*Task description*.
Extract every line of the listing below that contains the string "road", and copy each one in full. The match is case-sensitive.

++++++++++++++++++++

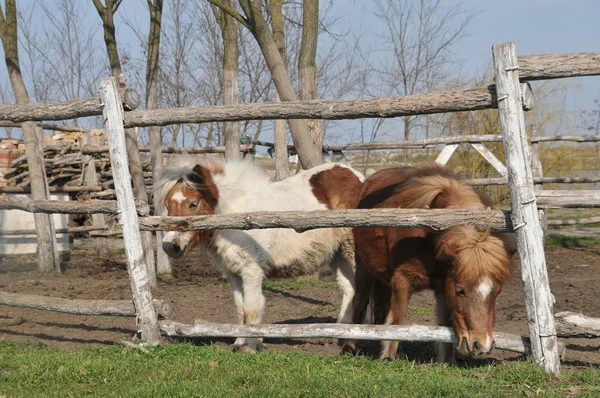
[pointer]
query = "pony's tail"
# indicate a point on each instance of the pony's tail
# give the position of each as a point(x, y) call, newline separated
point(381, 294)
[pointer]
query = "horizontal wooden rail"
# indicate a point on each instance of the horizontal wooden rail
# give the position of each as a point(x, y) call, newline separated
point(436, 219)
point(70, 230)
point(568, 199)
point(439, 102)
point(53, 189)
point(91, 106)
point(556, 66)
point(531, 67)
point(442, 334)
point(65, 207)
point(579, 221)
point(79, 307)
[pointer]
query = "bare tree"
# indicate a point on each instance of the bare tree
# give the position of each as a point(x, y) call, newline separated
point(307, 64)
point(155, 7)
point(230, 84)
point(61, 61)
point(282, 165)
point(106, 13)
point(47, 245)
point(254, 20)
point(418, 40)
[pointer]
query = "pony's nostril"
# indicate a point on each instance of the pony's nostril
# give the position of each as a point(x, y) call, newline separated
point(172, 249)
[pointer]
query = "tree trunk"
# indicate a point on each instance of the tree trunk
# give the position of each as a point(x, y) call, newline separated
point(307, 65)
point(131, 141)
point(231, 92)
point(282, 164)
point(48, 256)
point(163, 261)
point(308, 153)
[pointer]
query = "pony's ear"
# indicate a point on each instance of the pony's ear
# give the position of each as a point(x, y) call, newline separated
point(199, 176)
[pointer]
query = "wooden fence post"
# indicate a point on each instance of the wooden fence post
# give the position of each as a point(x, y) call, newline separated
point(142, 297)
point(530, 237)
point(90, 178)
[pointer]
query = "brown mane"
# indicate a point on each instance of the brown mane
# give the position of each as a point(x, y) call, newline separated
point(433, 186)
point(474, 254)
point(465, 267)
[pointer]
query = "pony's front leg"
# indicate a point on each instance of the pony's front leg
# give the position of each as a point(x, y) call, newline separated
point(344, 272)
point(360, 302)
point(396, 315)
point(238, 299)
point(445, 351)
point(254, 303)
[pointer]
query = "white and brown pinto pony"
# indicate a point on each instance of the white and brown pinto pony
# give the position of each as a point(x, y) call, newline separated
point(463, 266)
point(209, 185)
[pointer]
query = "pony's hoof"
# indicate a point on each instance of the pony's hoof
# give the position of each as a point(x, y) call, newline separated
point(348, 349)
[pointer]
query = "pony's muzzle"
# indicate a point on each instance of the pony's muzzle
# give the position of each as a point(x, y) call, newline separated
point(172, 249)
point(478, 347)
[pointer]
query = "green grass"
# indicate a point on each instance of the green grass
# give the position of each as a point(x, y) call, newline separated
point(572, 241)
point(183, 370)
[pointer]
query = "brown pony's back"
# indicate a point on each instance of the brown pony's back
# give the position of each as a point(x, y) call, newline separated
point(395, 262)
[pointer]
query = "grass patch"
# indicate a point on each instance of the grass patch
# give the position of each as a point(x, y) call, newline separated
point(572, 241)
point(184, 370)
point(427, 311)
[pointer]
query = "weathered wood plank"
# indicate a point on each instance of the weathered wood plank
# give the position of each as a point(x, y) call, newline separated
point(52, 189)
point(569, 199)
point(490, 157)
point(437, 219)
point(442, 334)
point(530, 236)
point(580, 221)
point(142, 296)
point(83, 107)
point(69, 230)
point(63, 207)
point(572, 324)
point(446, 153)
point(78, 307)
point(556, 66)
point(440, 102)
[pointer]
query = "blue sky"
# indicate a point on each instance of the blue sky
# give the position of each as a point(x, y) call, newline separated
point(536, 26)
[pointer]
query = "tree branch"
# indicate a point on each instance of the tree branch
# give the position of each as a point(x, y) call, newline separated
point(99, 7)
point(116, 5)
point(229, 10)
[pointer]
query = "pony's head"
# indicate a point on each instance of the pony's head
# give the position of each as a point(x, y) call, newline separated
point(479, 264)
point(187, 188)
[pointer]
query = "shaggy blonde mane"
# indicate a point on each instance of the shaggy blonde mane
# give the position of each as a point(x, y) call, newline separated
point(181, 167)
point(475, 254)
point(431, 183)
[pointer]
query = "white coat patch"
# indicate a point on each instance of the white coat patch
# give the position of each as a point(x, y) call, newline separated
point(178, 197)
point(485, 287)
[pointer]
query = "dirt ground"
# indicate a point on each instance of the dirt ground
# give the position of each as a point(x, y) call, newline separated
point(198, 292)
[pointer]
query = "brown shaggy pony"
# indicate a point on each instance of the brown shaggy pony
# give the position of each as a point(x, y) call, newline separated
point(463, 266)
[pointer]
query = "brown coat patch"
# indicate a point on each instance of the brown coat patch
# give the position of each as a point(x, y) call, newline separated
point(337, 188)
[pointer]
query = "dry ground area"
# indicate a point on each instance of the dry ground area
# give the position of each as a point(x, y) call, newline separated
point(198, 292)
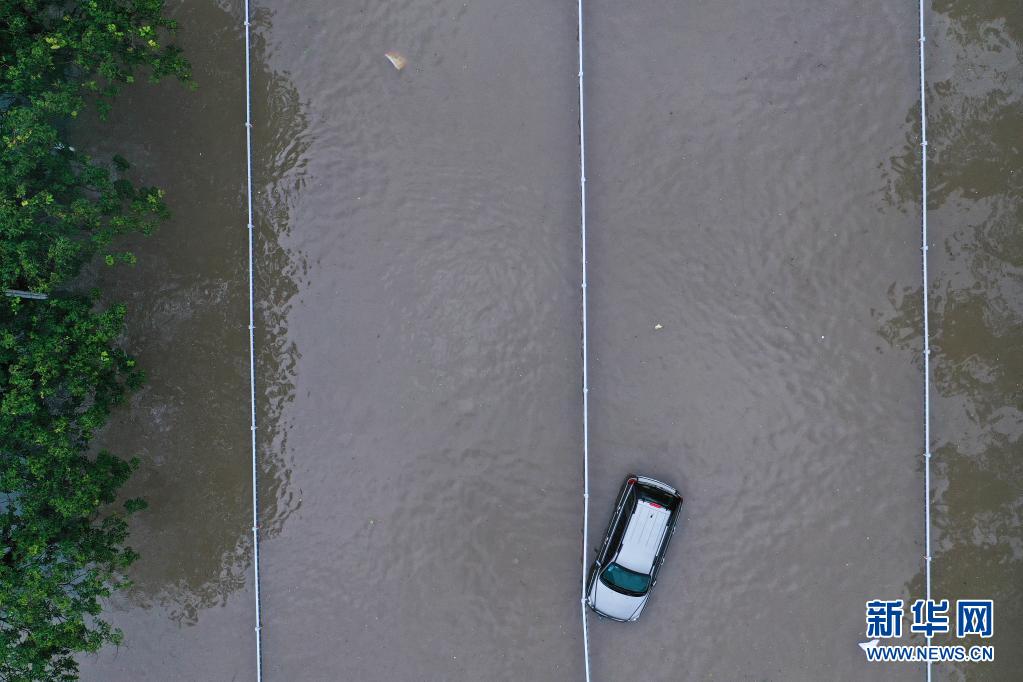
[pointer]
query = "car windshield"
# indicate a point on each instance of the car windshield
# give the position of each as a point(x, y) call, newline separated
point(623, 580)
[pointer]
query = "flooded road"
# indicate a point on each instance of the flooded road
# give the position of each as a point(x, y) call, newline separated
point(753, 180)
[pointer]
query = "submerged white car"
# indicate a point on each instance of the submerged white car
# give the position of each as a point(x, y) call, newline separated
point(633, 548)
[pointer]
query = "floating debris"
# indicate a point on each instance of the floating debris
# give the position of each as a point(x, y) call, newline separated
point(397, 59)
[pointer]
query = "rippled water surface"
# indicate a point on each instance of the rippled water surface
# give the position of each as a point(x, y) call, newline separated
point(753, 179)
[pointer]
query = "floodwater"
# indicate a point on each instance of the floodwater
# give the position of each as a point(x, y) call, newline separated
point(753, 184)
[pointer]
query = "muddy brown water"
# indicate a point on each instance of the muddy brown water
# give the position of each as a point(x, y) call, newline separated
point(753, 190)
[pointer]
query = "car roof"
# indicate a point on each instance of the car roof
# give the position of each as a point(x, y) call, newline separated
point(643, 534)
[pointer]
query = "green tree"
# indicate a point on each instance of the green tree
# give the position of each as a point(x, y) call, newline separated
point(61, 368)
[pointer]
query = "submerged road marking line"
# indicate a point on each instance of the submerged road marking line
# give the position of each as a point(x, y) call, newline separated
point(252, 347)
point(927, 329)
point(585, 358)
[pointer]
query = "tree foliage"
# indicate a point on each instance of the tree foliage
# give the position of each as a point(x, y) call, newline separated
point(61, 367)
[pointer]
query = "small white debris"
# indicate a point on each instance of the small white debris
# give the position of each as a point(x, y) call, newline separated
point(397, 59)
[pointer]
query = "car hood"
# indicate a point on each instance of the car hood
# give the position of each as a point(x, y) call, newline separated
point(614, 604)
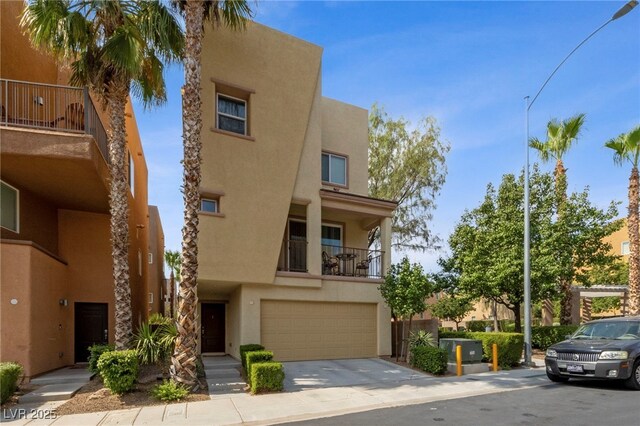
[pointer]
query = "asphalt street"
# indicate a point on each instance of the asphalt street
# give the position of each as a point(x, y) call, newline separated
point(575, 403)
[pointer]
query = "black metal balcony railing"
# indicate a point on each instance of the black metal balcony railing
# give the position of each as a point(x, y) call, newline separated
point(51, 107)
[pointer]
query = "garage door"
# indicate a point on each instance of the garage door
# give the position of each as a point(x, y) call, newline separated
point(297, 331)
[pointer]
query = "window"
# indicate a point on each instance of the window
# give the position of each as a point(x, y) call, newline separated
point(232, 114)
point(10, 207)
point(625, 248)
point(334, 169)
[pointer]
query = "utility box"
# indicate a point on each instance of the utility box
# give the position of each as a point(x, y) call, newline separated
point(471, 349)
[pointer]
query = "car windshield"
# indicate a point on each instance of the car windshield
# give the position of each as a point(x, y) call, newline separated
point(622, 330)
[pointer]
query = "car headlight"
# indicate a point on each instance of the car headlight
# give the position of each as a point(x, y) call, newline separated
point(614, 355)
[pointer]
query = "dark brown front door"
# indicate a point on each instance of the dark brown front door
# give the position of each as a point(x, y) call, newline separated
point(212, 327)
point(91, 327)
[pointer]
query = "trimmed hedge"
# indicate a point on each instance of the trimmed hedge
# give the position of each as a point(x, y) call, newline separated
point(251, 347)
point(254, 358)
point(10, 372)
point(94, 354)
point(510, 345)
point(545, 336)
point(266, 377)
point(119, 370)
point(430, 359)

++++++++++++++++++++

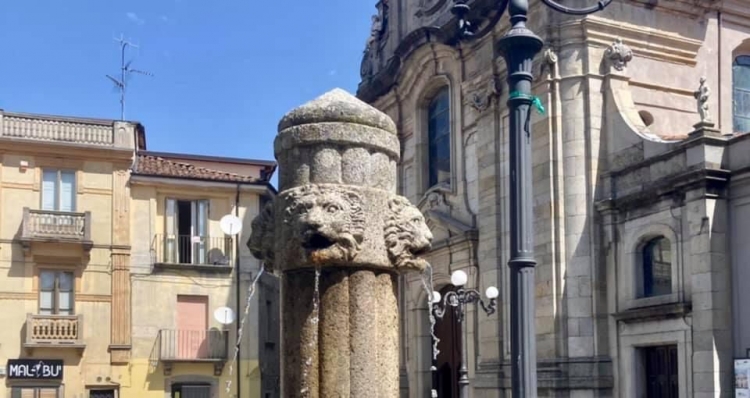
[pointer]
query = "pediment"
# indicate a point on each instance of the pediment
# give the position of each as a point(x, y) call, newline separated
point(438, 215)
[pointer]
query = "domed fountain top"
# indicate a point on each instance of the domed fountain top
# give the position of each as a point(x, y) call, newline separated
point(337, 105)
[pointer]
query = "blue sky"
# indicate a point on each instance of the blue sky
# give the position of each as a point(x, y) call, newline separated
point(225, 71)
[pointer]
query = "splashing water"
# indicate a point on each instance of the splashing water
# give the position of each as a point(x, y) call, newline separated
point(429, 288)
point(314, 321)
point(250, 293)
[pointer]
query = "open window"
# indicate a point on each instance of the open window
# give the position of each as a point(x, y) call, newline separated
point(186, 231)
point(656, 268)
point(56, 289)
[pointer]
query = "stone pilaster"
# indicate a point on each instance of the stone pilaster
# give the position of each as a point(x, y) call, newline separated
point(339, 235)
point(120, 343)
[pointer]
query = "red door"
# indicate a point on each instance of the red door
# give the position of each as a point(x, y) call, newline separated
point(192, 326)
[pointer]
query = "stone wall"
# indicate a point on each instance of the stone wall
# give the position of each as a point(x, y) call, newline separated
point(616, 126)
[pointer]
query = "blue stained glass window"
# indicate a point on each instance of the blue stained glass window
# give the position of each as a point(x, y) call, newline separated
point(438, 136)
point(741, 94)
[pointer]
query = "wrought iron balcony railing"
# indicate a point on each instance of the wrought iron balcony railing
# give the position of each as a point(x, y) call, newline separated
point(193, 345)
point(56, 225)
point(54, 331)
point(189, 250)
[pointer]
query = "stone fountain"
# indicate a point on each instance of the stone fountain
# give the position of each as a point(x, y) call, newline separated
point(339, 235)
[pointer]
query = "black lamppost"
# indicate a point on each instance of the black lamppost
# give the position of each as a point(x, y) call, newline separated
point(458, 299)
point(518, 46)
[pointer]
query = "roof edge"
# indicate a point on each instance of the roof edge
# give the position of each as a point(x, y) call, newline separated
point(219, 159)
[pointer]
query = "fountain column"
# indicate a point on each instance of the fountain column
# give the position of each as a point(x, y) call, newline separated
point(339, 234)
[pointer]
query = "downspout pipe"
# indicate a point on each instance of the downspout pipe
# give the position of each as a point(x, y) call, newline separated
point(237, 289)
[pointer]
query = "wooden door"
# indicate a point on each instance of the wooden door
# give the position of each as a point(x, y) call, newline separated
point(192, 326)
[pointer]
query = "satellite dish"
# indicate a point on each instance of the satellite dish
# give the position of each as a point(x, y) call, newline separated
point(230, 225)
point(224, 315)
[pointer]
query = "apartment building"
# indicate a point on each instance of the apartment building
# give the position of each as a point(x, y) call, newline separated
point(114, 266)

++++++++++++++++++++

*Worked answer*.
query = "flooded road"
# indicate a point on each instance of the flooded road
query = "submerged road marking line"
# indicate a point on each instance of the submerged road marking line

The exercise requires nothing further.